> **WHAT YOU SHOULD DO**
Could you put each line of the material below into a JSON list of strings, one string per line, with blank lines left out?

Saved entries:
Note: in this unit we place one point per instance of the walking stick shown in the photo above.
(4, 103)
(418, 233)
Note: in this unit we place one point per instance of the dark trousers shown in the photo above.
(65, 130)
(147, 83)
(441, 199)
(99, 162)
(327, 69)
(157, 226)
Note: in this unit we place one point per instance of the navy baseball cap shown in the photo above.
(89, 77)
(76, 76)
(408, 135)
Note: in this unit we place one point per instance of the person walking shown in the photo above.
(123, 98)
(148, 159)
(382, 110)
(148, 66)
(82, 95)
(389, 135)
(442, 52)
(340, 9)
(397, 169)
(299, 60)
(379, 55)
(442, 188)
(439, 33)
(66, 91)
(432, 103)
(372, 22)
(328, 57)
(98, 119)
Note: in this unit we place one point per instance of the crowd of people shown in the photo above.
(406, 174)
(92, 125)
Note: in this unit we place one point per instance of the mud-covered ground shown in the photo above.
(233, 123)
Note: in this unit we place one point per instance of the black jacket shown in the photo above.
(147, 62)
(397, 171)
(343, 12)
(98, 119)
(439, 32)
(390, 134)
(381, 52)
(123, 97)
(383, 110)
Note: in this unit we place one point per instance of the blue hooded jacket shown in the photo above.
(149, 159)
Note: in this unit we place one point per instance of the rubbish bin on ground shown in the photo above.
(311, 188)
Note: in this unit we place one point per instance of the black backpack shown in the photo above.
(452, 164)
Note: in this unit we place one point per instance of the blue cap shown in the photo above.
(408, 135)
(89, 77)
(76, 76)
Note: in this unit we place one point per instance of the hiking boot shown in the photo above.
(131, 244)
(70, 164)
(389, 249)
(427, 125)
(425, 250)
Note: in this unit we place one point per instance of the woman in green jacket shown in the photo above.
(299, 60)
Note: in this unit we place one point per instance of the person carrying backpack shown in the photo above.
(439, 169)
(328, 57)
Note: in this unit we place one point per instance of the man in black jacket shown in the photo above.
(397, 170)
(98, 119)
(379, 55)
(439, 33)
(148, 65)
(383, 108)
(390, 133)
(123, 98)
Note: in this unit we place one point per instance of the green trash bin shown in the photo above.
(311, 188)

> **RESPONSE FOR THIS EXERCISE**
[
  "Note: in this unit we place one point per instance of the walking stick shown in the photo above.",
  "(4, 103)",
  "(418, 233)",
  "Note: in this unit we place one point per instance of the dark trousers shown in the photo above.",
  "(65, 130)",
  "(147, 83)",
  "(441, 199)",
  "(99, 162)",
  "(327, 69)",
  "(157, 226)",
  "Note: in this unit we place one point per instance of the navy baseball cap shown in the photo above.",
  "(89, 77)",
  "(76, 76)",
  "(408, 135)",
  "Note: in this unit we place one point per instance of the person walking shown in the photo above.",
  "(123, 98)",
  "(148, 159)",
  "(382, 110)",
  "(148, 66)",
  "(82, 95)",
  "(389, 135)",
  "(442, 52)",
  "(340, 9)",
  "(397, 169)",
  "(299, 60)",
  "(379, 55)",
  "(442, 188)",
  "(439, 33)",
  "(66, 91)",
  "(432, 103)",
  "(372, 22)",
  "(328, 57)",
  "(98, 119)",
  "Note: in this unit we place one point per instance of the crowd of people shown in the photo above.",
  "(406, 174)",
  "(92, 125)",
  "Note: in this unit we place one point per instance of the mud-covered ground shown in the photo above.",
  "(233, 123)",
  "Note: in this unit we place one point per instance of the black jacket shown in the photo above.",
  "(147, 62)",
  "(397, 171)",
  "(343, 12)",
  "(98, 119)",
  "(439, 32)",
  "(390, 134)",
  "(381, 52)",
  "(123, 97)",
  "(383, 110)",
  "Note: in this unit we place one point per instance of the blue hooded jacket shown in the photo above.",
  "(149, 159)",
  "Note: in this unit we place one point per instance of the rubbish bin on ground shown in the photo above.",
  "(311, 188)",
  "Note: in this unit we place one point per instance of the black backpack shown in the photo above.",
  "(452, 164)",
  "Note: in this unit we place one point per instance of the blue cap shown in the photo above.",
  "(408, 135)",
  "(89, 77)",
  "(76, 76)",
  "Note: in this unit we place one point per instance of the hiking boot shown in the photo above.",
  "(131, 244)",
  "(70, 164)",
  "(389, 249)",
  "(427, 125)",
  "(425, 250)",
  "Note: in this unit we place one point per instance of the woman in green jacket shown in the photo above.",
  "(299, 60)",
  "Note: in this unit we place one point per instance of the person carrying backpack shown in the photo above.",
  "(439, 169)",
  "(328, 57)",
  "Note: in this unit we place one point per instance of the man in black jacket shown in the photo above.",
  "(397, 170)",
  "(98, 119)",
  "(379, 55)",
  "(439, 33)",
  "(148, 65)",
  "(383, 108)",
  "(390, 133)",
  "(123, 98)",
  "Note: in this unit we place one point per instance of the green trash bin shown in the photo above.",
  "(311, 188)"
]